* [Task instructions] Find the lines below that include the word "central" and state how many there are, adding nothing.

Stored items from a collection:
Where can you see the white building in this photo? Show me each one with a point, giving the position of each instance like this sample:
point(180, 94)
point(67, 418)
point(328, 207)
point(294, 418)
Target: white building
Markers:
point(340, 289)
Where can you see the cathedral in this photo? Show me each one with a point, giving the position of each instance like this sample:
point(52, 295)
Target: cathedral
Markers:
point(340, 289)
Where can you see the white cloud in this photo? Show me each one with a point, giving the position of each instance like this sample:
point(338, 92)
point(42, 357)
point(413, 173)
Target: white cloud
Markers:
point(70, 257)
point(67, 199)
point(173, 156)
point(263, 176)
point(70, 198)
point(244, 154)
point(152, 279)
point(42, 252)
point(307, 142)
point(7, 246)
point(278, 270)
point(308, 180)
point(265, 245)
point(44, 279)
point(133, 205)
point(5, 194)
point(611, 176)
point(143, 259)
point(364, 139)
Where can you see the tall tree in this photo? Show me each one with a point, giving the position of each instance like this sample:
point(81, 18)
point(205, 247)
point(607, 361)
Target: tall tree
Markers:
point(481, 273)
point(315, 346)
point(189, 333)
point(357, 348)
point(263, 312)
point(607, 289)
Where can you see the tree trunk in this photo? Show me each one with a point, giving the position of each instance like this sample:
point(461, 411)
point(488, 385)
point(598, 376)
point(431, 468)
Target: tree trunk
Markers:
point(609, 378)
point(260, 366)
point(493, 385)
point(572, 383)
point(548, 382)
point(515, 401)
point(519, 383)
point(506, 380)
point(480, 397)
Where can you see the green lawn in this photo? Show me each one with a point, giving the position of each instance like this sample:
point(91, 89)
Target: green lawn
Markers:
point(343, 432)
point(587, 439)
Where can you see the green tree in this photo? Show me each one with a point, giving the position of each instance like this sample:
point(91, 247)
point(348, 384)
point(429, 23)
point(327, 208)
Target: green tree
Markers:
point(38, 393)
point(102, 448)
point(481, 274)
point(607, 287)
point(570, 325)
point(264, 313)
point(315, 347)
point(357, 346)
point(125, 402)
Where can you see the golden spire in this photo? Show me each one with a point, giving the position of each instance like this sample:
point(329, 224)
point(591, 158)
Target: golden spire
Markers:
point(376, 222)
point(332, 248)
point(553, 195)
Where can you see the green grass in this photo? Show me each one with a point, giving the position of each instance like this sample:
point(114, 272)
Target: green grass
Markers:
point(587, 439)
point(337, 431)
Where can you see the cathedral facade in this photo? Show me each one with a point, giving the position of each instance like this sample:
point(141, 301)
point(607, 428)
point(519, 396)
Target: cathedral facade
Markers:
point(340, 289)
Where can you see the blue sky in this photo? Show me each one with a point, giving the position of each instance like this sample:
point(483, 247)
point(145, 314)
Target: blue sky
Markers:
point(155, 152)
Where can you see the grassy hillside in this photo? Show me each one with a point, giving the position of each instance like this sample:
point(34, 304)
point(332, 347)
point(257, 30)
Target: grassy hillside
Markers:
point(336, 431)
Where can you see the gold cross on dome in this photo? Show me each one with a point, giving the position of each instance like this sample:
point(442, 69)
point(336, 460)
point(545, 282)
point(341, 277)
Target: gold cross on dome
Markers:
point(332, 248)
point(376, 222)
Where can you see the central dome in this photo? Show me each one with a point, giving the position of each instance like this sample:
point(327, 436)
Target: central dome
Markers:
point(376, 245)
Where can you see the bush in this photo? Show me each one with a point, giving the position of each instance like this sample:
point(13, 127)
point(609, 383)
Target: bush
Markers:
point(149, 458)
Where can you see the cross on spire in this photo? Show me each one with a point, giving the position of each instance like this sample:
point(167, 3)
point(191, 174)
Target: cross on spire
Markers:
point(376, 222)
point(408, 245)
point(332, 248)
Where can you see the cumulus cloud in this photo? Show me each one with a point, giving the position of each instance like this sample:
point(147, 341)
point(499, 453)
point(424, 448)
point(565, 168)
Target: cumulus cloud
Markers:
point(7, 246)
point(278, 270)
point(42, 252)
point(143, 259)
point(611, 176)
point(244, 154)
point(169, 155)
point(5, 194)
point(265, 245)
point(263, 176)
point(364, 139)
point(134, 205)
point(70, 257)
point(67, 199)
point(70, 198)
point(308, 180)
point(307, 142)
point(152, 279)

* [Solution to the exercise] 2